Some women are nice. Others are vamps.
I am nice. My cousin is a vamp.
I used to have a reputation for being not just a nice woman, but the nicest woman in the room.
That is flattering, but it is a little like being Princess Mary Bolkonskaya in War and Peace. She is so kind, religious, dutiful, and loving that she even comforts the French governess who makes out with her own blind date, Prince Anatole Kuragin.
And you have to drop everything to listen to people’s problems because for God’s sake you’re only reading.
I was rereading War and Peace and had just gotten to the chapter where Princess Mary, looking ridiculous in a fashionable dress and hair style contrived by her sister-in-law and the governess, first meets Prince Anatole Kuragin.
The phone rang.
I asked my cousin, “Aren’t you on your date?”
“Yes, but Kat, you have to come here. I told him all about you. ”
“He doesn’t need to know about me.
“Please, I need you. I’m already in love.”
“I’m in my pajamas.”
I realized that if she was talking about me to someone she had just met she was about to do something outrageous–something along the lines of good girl/bad girl, “compare and contrast,” right?–so I threw a sweater on over my pajamas/sweatpants and walked to the coffeehouse.
She rushed over radiantly when I came in the door. “That’s him. He’s a god.”
I stared. “That’s not the guy in the picture!”
I had an urge to comb my hair. That doesn’t come over me very often.
My friend Janet and I had gone through the match.com profiles for her and selected a date because she always chooses the wrong man.

DATASET SECTION
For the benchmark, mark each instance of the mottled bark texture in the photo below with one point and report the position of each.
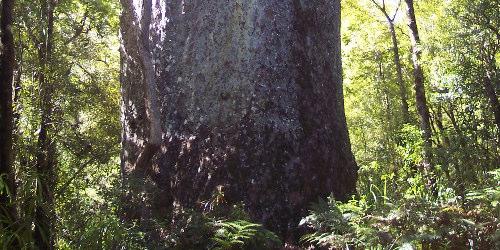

TO DO
**a.** Can you give the passage of the essay on nice women and vamps between "Some women are" and "meets Prince Anatole Kuragin.", inclusive, with "governess" changed to "nanny"?
**b.** Could you carry on the essay about nice women and vamps from its final sentence?

TASK-BY-TASK ANSWERS
**a.**
Some women are nice. Others are vamps.
I am nice. My cousin is a vamp.
I used to have a reputation for being not just a nice woman, but the nicest woman in the room.
That is flattering, but it is a little like being Princess Mary Bolkonskaya in War and Peace. She is so kind, religious, dutiful, and loving that she even comforts the French nanny who makes out with her own blind date, Prince Anatole Kuragin.
And you have to drop everything to listen to people’s problems because for God’s sake you’re only reading.
I was rereading War and Peace and had just gotten to the chapter where Princess Mary, looking ridiculous in a fashionable dress and hair style contrived by her sister-in-law and the nanny, first meets Prince Anatole Kuragin.

**b.**
“He has a Ph.D. in classics,” my cousin hissed.
I started laughing. “No, he doesn’t.”
“Maybe not, but he has a master’s in classics.”
“No, he doesn’t. Why am I here?”
“Because he mentioned Catullus and I don’t want to look stupid.”
I sat down at the table in my pajamas, hair uncombed. It turned out he did know Latin, and had quoted the first couple of lines of Catullus’s “You will dine well if you bring your own” poem (in English), because he wanted to take my cousin to a cheap restaurant.
We talked a little about our old school, biscuits and gravy at Bruce’s, and the Jordan River, a small stream on our campus where everybody…
He was very slightly flirtatious in a respectful way. “Are you sure you’re not my date?”
I beamed over my glasses.
He invited me to join his study group. Each month somebody gives a paper, and they all read a lot of books. What could be more fun, right?
My cousin said she didn’t want to join a study group. Wouldn’t he like to go dancing? She looked daggers at me.
So I rose from the table, laughing. “Well, I should get going. So nice to meet you.”
And it was. So polite! So sweet!
I called my friend Janet immediately, and we hope my cousin is nice to him, because if she isn’t, Janet wants to go out with him.
“God, I’m not answering my phone anymore,” I said.
And Janet agreed that might be wise.
Catullus 13. trans. by Leonard C. Smithers, 1894
You will feast well with me, my Fabullus, in a few days, if the gods favour you, provided you bring here with you a good and great feast, not forgetting a radiant girl and wine and wit and all kinds of laughter. Provided, I say, you bring them here, our charming friend, you will feast well: for your Catullus’ purse is full with cobwebs. But in return you will receive a pure love, or what is sweeter or more elegant: for I will give you an unguent which the Venuses and Cupids gave to my girl, which, when you smell it, you will entreat the gods to make you, Fabullus, all Nose!
I hope the fact that he is good-looking, well-read and *unattached* doesn’t mean that there is a deep, dark problem somewhere! Fingers crossed for your cousin!
Jen, she is lucky!
Karen, you’re so right. Too good-looking… and so polite! I wasn’t thinking because he was just so nice. Nobody knows him yet…
Report in from my cousin: he really IS so nice.:)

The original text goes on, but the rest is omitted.